▸ **Input records**:
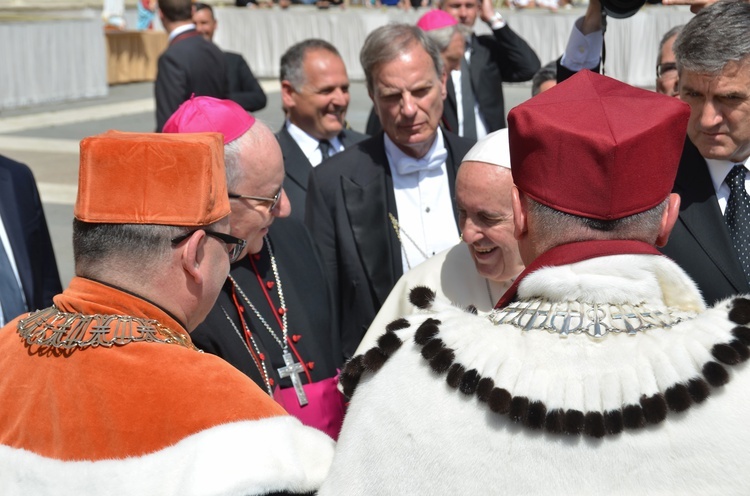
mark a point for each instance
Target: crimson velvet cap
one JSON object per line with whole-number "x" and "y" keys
{"x": 204, "y": 114}
{"x": 150, "y": 178}
{"x": 598, "y": 148}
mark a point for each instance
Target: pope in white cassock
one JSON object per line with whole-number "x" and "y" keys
{"x": 482, "y": 266}
{"x": 601, "y": 371}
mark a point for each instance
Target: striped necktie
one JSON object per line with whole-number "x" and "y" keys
{"x": 737, "y": 216}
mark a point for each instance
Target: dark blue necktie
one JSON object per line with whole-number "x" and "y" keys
{"x": 737, "y": 216}
{"x": 10, "y": 293}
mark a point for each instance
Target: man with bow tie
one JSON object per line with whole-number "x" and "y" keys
{"x": 385, "y": 205}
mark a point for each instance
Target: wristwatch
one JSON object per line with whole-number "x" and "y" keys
{"x": 496, "y": 21}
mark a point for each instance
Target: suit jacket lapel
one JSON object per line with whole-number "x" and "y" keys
{"x": 15, "y": 233}
{"x": 451, "y": 165}
{"x": 296, "y": 165}
{"x": 701, "y": 215}
{"x": 368, "y": 197}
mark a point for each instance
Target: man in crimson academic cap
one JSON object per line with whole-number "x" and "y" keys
{"x": 104, "y": 392}
{"x": 595, "y": 372}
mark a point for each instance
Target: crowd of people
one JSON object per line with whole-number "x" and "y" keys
{"x": 447, "y": 303}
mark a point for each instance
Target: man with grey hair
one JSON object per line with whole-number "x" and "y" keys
{"x": 279, "y": 270}
{"x": 711, "y": 240}
{"x": 104, "y": 392}
{"x": 386, "y": 204}
{"x": 315, "y": 97}
{"x": 600, "y": 371}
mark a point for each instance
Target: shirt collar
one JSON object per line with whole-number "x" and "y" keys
{"x": 180, "y": 29}
{"x": 396, "y": 155}
{"x": 718, "y": 169}
{"x": 306, "y": 142}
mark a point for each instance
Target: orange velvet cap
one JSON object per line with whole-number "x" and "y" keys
{"x": 149, "y": 178}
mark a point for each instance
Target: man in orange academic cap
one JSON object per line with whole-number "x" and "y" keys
{"x": 594, "y": 373}
{"x": 104, "y": 392}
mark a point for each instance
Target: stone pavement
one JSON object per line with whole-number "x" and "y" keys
{"x": 46, "y": 138}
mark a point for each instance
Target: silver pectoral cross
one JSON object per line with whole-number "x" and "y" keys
{"x": 293, "y": 370}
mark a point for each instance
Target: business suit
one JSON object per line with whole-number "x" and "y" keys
{"x": 700, "y": 241}
{"x": 297, "y": 167}
{"x": 190, "y": 65}
{"x": 244, "y": 89}
{"x": 501, "y": 56}
{"x": 348, "y": 201}
{"x": 24, "y": 222}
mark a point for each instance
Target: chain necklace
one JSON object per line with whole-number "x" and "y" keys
{"x": 399, "y": 230}
{"x": 54, "y": 328}
{"x": 593, "y": 319}
{"x": 258, "y": 357}
{"x": 291, "y": 369}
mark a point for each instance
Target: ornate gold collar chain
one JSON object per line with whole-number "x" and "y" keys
{"x": 573, "y": 317}
{"x": 56, "y": 329}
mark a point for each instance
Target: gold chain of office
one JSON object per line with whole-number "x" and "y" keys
{"x": 53, "y": 328}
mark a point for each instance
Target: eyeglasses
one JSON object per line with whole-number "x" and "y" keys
{"x": 234, "y": 244}
{"x": 271, "y": 202}
{"x": 667, "y": 68}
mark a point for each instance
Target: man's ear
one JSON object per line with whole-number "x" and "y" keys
{"x": 520, "y": 225}
{"x": 668, "y": 219}
{"x": 287, "y": 95}
{"x": 192, "y": 255}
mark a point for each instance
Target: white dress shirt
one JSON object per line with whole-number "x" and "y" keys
{"x": 311, "y": 146}
{"x": 456, "y": 78}
{"x": 719, "y": 170}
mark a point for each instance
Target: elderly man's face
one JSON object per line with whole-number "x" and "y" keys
{"x": 205, "y": 23}
{"x": 465, "y": 11}
{"x": 408, "y": 97}
{"x": 719, "y": 124}
{"x": 483, "y": 196}
{"x": 319, "y": 106}
{"x": 453, "y": 53}
{"x": 263, "y": 175}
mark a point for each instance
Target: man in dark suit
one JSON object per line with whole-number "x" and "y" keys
{"x": 315, "y": 97}
{"x": 190, "y": 65}
{"x": 243, "y": 87}
{"x": 386, "y": 204}
{"x": 713, "y": 59}
{"x": 28, "y": 247}
{"x": 490, "y": 60}
{"x": 711, "y": 238}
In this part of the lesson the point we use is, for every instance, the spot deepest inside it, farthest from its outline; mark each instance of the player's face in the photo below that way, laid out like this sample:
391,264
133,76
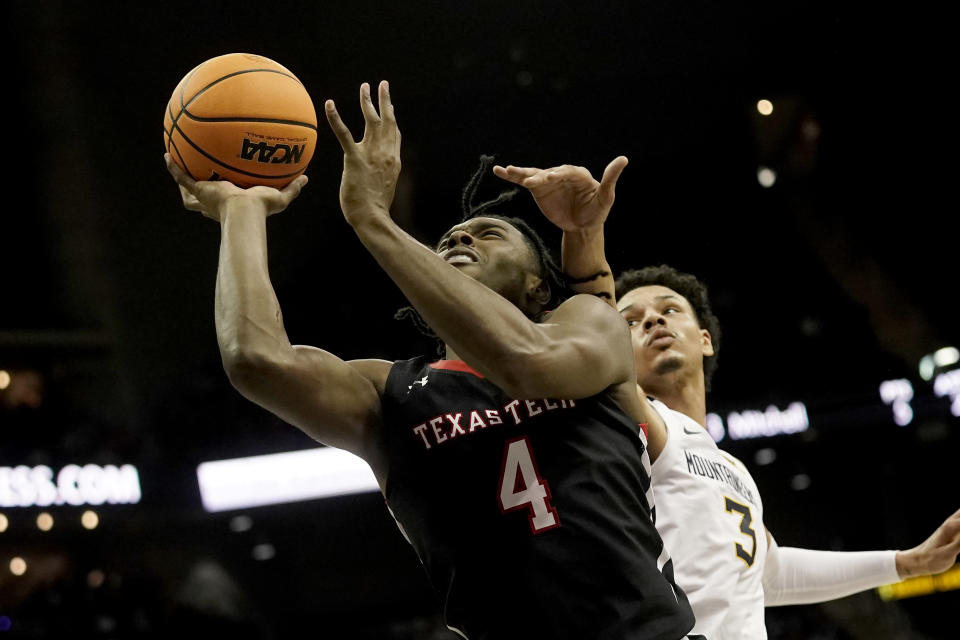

▸ **Task statement**:
Verbatim copy, pictures excluded: output the lines from the first line of the records above through the line containing "Target: pope in white cassock".

▸ **Finished task**:
mark a point for each instance
Target: crimson velvet cap
one JSON object per line with whole-number "x" and "y" keys
{"x": 204, "y": 114}
{"x": 150, "y": 178}
{"x": 598, "y": 148}
mark a point for each instance
Target: pope in white cassock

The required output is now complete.